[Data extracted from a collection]
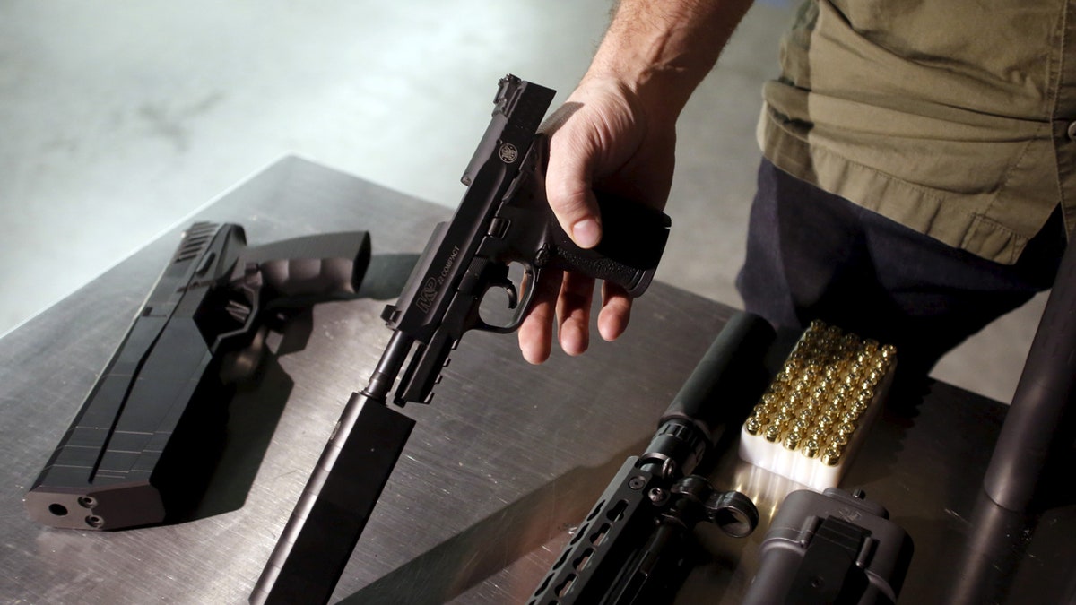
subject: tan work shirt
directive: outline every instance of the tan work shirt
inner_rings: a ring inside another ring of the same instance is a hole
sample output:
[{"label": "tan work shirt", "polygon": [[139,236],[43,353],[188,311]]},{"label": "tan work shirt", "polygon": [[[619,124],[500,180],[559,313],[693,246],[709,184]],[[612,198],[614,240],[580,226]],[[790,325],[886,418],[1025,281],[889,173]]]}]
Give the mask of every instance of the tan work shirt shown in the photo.
[{"label": "tan work shirt", "polygon": [[1076,0],[808,0],[763,90],[779,168],[1015,263],[1076,225]]}]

[Task]: Rewrite all the records with every "instance" swapped for "object" and everything else left unchanged. Leave the pictures out of your answer.

[The completed task]:
subject: tan work shirt
directive: outline every object of the tan work shirt
inner_rings: a ring inside another ring of the same object is a hole
sample output:
[{"label": "tan work shirt", "polygon": [[139,236],[43,353],[188,311]]},{"label": "tan work shirt", "polygon": [[[619,124],[500,180],[559,313],[693,246],[709,184]],[[612,198],[614,240],[580,226]],[[790,325],[886,418],[1025,281],[889,173]]]}]
Give the mask of every object of the tan work shirt shown in the photo.
[{"label": "tan work shirt", "polygon": [[1076,0],[808,0],[763,90],[779,168],[1015,263],[1076,225]]}]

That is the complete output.